Only one stretch of the records below should be repeated. It starts with the line containing "Find the baby's fingers;" and goes on through the line containing "Find the baby's bare", exactly as written.

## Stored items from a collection
- Opening Delimiter -

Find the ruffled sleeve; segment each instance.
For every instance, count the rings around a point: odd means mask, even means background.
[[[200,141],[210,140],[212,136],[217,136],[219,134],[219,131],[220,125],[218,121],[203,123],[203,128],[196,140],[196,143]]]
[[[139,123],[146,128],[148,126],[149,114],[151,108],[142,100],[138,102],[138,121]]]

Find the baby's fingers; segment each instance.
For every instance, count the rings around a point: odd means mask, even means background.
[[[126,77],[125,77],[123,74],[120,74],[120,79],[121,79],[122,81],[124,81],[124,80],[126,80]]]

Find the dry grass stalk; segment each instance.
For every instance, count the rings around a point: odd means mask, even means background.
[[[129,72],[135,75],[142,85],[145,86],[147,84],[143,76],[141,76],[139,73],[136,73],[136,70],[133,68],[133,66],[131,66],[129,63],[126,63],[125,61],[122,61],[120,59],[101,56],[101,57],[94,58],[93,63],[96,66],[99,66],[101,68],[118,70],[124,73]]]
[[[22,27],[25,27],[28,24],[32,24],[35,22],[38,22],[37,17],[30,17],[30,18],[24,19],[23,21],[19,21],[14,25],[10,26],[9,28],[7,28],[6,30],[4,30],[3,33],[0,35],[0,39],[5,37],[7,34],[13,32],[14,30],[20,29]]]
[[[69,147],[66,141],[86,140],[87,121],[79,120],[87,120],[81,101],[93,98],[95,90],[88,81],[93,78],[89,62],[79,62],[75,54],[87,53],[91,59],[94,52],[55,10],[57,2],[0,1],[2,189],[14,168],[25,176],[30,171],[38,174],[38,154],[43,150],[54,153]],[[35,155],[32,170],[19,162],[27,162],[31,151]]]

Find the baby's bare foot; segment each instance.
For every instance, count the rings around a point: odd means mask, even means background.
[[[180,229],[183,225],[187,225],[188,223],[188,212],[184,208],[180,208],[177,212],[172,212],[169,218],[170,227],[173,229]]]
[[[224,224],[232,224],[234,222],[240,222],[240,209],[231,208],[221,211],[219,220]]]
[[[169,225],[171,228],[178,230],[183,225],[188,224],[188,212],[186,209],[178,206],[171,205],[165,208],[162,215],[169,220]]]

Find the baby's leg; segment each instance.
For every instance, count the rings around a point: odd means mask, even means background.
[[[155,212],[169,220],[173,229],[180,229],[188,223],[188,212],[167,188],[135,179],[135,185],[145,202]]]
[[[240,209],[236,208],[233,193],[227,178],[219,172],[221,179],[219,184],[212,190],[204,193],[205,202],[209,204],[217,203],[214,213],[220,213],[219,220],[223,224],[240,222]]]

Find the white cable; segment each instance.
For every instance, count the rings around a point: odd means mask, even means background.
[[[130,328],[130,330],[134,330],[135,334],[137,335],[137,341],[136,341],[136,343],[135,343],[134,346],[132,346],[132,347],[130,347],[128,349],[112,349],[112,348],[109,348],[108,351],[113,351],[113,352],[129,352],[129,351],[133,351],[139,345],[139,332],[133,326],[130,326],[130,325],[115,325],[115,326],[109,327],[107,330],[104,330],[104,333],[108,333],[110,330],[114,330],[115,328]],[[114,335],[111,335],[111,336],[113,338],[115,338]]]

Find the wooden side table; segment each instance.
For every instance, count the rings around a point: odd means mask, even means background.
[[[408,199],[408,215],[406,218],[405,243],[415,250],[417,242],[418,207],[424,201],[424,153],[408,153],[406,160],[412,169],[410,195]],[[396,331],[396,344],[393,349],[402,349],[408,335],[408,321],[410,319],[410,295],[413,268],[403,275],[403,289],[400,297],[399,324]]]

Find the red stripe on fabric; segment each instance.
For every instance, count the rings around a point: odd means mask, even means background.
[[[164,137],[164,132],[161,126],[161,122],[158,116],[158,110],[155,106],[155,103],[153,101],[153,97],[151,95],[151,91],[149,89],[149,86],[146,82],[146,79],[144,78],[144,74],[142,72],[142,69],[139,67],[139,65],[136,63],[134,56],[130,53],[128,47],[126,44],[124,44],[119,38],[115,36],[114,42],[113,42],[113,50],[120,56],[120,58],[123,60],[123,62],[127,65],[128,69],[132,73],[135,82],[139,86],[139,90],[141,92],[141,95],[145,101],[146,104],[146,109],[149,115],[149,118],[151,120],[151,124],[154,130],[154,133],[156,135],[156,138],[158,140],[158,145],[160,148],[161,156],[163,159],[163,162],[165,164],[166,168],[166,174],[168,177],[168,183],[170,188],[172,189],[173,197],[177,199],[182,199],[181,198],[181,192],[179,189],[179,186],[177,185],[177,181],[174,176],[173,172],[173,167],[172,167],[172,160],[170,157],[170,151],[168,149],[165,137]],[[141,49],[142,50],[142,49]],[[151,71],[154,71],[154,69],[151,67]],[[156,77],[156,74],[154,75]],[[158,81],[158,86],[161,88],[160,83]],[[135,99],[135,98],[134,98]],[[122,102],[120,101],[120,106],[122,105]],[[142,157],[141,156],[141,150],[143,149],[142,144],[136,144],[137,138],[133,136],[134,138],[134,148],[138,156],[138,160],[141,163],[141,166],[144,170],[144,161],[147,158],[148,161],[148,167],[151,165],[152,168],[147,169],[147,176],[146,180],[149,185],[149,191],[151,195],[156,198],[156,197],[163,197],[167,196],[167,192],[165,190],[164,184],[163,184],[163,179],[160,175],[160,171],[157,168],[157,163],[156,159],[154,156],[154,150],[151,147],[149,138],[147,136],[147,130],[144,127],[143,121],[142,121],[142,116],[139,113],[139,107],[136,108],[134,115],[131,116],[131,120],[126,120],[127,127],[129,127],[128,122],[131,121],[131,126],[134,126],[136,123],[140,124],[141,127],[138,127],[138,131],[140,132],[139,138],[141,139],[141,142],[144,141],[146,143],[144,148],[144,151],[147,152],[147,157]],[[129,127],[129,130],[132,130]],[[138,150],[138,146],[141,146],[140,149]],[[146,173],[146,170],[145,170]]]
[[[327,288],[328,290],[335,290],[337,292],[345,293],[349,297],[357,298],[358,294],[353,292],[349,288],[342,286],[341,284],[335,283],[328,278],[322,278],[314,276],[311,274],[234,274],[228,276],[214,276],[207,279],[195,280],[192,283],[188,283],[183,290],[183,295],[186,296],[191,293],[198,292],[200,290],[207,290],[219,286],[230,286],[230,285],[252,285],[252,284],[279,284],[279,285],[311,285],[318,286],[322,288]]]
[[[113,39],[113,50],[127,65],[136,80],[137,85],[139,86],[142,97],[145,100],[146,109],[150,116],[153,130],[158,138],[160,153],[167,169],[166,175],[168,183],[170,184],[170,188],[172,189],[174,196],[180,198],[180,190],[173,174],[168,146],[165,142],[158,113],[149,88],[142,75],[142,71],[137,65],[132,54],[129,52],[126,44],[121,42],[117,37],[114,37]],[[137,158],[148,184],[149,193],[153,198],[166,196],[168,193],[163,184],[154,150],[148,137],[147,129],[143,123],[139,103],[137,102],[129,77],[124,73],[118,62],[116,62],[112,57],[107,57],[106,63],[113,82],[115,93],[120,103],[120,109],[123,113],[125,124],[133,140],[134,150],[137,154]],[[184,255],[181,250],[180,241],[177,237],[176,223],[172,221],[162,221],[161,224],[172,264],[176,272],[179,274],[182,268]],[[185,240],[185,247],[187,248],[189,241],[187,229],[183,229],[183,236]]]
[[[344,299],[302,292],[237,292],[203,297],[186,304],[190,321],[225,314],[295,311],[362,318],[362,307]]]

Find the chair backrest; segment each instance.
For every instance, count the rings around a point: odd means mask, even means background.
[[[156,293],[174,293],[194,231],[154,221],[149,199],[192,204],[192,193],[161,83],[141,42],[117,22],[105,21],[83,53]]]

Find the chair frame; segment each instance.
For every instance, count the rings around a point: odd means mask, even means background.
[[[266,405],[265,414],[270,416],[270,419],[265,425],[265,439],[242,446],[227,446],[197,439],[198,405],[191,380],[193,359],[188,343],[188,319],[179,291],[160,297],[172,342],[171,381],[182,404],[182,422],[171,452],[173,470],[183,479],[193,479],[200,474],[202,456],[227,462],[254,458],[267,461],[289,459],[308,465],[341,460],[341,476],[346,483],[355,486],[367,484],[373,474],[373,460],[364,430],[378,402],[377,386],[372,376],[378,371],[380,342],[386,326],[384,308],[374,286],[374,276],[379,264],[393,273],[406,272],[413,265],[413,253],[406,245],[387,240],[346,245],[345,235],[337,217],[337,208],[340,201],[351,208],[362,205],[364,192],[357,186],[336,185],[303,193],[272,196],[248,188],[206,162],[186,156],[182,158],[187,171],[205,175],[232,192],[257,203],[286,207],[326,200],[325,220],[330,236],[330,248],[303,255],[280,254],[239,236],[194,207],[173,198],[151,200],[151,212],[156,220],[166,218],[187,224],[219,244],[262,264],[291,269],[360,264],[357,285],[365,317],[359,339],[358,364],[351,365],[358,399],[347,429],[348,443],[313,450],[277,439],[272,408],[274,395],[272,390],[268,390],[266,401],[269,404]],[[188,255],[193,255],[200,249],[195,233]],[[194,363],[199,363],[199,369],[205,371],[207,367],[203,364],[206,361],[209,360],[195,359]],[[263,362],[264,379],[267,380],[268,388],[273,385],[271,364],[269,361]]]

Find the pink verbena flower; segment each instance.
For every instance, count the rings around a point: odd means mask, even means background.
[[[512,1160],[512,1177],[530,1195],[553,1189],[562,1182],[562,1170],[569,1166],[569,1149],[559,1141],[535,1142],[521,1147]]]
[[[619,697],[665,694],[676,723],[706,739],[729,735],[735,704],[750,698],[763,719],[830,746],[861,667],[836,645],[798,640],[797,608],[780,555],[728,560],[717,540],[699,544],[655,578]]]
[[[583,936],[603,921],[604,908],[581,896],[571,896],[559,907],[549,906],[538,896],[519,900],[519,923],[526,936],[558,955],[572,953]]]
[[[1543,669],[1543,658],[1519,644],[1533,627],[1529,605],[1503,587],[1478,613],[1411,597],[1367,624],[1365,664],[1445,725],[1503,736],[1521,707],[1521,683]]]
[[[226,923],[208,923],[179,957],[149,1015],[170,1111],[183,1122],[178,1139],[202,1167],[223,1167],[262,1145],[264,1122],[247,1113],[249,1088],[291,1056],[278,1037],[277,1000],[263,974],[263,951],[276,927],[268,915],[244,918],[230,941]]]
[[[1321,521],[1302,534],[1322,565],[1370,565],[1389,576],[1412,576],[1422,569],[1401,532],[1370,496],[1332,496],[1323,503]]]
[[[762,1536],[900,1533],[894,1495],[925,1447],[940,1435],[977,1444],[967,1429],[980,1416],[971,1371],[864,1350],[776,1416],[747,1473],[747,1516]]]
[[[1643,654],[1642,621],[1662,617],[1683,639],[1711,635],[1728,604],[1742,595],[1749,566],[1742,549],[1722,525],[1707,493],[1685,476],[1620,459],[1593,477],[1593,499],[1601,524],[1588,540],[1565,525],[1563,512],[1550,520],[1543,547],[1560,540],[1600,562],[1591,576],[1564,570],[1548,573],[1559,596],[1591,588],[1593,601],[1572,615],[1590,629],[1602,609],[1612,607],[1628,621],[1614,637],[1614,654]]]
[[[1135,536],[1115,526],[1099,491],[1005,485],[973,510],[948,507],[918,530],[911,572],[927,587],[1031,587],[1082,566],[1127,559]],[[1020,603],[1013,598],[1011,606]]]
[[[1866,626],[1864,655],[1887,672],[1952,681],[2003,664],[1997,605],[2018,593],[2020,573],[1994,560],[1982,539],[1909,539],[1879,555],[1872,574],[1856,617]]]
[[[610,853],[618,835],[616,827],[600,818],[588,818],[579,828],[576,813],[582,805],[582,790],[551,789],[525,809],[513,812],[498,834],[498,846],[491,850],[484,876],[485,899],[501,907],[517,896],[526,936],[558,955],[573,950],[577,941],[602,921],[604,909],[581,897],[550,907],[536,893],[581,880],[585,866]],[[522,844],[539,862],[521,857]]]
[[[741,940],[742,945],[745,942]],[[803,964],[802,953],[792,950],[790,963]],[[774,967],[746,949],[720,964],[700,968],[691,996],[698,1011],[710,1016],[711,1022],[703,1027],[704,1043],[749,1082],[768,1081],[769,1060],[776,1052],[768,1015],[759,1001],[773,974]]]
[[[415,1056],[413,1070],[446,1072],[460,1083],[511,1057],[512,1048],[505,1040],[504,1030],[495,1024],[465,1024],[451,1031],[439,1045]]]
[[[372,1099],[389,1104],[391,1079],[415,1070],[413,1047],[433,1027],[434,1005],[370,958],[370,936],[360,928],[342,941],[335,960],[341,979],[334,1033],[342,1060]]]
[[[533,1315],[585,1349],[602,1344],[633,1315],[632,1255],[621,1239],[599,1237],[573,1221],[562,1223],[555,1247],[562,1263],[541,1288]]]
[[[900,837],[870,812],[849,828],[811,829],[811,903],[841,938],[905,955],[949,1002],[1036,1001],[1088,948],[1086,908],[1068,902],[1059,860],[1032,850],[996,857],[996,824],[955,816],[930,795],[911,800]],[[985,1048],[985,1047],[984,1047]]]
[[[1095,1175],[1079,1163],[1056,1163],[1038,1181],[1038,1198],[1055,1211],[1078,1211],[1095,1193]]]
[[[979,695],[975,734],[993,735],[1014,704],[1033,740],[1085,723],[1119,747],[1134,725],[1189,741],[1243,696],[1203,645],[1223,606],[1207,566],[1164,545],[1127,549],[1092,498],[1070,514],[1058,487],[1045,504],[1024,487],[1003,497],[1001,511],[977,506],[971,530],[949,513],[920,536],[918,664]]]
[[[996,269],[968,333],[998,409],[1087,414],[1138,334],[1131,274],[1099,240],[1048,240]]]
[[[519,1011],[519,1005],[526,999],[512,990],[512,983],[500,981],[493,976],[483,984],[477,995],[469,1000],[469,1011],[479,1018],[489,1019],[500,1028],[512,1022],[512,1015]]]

- Closing Delimiter -

## Output for this task
Find the baby's fingers; segment each instance.
For every instance, count the rings around a point: odd means mask, even means background.
[[[126,77],[125,77],[123,74],[120,74],[120,79],[121,79],[122,81],[124,81],[124,80],[126,80]]]

Find the dry grass stalk; segment each instance.
For every instance, count the rings around a point: odd means mask, even means background.
[[[129,72],[135,75],[142,85],[145,86],[147,84],[143,76],[141,76],[139,73],[136,73],[136,70],[133,68],[133,66],[131,66],[129,63],[126,63],[125,61],[122,61],[120,59],[101,56],[101,57],[94,58],[93,63],[96,66],[99,66],[101,68],[118,70],[124,73]]]
[[[22,27],[25,27],[28,24],[32,24],[35,22],[38,22],[37,17],[30,17],[30,18],[24,19],[23,21],[19,21],[14,25],[10,26],[9,28],[7,28],[6,30],[4,30],[3,33],[0,35],[0,39],[5,37],[7,34],[13,32],[14,30],[20,29]]]
[[[69,147],[66,141],[86,140],[87,121],[79,120],[87,120],[81,101],[93,98],[95,90],[88,81],[93,78],[89,62],[79,62],[75,54],[87,53],[91,59],[94,52],[55,10],[57,2],[0,1],[2,189],[14,168],[25,176],[30,171],[38,174],[38,154],[43,150],[54,153]],[[35,155],[32,170],[19,162],[27,162],[31,151]]]

Find the baby's bare foot; segment each instance.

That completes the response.